--- START DATA EXTRACT ---

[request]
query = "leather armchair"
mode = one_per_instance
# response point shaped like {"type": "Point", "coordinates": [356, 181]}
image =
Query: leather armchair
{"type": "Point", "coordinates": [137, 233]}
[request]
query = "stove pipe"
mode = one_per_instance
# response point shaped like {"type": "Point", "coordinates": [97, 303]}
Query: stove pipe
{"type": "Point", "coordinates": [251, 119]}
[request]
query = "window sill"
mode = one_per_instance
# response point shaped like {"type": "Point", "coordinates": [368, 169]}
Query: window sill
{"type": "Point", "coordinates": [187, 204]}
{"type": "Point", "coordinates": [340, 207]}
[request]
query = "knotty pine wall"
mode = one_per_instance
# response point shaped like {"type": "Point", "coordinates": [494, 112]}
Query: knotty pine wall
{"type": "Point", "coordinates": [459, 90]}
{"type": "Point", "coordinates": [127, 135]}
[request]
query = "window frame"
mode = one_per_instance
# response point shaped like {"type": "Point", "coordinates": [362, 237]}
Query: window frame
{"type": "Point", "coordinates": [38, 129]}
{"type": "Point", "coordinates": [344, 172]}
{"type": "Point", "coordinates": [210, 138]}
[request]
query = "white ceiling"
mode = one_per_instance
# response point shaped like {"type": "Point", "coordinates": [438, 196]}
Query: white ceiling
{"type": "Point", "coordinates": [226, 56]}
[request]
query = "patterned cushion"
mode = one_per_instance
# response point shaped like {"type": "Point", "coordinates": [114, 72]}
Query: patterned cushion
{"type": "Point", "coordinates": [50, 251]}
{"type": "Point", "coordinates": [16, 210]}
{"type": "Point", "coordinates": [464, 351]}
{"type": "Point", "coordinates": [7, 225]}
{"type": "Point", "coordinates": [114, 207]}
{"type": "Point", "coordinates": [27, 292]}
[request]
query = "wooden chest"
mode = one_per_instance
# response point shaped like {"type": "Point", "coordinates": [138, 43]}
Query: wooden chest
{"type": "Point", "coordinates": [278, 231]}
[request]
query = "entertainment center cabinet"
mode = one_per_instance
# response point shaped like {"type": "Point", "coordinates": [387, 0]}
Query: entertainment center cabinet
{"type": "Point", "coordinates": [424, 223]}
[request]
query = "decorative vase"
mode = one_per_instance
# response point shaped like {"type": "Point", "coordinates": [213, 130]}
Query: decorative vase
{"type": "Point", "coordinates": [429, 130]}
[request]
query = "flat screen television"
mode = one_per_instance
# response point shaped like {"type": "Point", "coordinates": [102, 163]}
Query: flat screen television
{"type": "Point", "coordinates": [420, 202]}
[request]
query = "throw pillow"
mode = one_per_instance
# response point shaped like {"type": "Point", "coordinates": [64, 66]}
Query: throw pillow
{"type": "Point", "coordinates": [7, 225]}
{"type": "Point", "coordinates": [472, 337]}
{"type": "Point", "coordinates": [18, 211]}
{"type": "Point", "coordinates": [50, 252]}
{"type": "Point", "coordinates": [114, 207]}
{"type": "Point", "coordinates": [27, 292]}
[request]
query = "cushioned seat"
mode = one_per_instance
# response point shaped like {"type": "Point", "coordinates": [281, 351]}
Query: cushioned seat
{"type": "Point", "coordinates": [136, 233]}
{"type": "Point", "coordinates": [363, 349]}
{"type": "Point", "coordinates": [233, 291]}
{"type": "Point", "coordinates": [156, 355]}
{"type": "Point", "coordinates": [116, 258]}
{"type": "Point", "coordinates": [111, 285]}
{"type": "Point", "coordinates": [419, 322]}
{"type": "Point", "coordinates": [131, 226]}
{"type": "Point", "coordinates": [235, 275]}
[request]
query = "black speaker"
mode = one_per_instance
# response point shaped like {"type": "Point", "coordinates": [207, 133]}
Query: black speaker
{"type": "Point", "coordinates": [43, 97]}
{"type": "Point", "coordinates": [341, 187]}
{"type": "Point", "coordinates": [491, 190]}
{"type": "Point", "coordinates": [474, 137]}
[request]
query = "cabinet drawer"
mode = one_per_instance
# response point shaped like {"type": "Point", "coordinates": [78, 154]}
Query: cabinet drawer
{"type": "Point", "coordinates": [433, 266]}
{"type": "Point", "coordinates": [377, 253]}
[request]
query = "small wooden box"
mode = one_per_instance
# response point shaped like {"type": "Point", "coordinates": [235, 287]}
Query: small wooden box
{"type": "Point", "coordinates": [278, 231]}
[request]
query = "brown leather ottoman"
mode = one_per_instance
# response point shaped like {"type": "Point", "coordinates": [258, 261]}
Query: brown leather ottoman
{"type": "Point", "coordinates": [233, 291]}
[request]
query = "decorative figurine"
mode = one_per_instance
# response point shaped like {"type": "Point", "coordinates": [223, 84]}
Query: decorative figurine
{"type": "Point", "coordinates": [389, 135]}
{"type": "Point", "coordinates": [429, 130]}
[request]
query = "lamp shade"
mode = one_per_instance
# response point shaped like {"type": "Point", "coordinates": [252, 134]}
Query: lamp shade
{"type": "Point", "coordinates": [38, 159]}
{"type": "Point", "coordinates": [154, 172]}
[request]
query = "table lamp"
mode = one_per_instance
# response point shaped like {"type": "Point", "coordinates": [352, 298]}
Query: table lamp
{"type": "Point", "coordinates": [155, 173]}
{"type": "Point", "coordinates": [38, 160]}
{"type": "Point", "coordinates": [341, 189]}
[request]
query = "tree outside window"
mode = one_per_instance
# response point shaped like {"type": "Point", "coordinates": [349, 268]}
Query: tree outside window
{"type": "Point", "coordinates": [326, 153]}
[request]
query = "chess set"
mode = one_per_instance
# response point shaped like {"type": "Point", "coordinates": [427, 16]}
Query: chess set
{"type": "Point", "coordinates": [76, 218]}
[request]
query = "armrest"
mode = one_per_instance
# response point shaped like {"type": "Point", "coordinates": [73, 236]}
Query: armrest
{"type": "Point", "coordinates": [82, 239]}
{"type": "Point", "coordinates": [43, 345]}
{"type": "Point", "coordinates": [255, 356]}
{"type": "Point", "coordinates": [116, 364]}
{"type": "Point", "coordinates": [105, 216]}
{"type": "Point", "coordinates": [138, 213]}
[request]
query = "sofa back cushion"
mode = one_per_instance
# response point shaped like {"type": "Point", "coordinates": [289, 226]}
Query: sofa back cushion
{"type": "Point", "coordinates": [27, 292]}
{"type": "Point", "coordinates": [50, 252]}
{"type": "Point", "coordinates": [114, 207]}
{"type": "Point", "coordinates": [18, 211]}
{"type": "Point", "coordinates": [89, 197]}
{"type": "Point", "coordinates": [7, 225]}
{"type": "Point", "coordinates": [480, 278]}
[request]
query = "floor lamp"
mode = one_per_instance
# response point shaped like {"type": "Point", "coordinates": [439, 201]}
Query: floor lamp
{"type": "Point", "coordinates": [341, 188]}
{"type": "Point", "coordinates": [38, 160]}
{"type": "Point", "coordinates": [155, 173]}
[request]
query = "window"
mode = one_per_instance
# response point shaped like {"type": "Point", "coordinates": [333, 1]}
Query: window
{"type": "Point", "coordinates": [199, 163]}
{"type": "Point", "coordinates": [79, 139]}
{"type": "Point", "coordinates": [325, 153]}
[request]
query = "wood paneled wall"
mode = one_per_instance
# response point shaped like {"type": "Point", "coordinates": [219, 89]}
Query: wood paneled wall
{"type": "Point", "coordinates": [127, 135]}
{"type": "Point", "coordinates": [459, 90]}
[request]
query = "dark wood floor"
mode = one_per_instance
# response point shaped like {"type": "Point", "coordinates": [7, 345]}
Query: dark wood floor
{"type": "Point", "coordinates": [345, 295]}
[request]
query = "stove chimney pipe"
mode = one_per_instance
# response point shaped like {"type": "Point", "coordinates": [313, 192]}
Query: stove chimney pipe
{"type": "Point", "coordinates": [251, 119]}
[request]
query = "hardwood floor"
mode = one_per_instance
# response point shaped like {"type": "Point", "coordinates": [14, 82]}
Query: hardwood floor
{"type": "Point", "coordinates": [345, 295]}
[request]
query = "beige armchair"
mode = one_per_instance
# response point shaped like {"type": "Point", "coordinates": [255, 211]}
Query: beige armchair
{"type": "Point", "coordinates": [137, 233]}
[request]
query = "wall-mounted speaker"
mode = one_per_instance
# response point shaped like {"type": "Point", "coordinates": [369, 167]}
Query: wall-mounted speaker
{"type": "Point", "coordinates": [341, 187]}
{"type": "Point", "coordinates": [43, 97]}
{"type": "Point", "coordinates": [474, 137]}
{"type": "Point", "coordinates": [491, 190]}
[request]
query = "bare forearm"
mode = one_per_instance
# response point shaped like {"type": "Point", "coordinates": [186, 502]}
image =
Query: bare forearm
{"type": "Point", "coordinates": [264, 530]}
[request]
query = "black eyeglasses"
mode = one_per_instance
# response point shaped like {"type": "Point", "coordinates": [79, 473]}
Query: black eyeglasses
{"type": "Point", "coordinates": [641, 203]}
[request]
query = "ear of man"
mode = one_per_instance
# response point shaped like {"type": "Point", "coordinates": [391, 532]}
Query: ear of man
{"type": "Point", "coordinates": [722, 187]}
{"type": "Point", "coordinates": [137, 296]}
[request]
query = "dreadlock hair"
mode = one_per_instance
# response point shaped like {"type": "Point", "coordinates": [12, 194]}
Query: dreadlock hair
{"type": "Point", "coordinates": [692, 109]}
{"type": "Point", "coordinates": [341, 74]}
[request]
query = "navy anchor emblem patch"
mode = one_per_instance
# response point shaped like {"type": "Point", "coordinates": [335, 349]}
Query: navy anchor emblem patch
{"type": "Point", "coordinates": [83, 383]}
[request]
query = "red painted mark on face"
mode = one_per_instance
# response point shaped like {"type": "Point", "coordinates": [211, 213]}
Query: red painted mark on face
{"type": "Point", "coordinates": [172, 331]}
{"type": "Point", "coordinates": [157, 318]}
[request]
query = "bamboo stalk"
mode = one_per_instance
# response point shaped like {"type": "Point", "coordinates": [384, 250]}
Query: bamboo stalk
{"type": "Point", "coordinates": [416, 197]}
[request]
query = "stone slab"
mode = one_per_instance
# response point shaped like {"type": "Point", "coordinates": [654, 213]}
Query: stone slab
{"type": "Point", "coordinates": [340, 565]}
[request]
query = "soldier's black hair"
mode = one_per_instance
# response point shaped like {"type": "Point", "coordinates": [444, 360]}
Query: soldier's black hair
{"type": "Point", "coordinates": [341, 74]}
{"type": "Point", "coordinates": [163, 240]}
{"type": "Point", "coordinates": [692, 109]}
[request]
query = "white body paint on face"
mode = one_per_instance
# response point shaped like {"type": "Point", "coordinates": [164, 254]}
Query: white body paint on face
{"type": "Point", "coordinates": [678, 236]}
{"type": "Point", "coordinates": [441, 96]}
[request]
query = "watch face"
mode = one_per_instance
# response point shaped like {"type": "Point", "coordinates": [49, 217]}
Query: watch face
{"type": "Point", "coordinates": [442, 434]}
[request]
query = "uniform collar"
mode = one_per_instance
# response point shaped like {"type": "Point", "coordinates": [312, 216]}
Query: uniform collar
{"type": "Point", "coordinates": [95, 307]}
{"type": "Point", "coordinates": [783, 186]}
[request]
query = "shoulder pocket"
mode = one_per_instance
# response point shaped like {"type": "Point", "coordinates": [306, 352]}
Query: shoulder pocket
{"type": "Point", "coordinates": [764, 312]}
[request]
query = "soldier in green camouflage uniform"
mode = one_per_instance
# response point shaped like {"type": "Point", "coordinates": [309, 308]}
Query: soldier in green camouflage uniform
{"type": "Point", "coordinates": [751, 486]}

--- END DATA EXTRACT ---

SET TASK: Pick out each line in the records above that contains the word "uniform", and copy those lines.

OUTPUT FOR THIS EXERCISE:
query = "uniform collar"
Query: uniform collar
query = "soldier in green camouflage uniform"
Query: soldier in green camouflage uniform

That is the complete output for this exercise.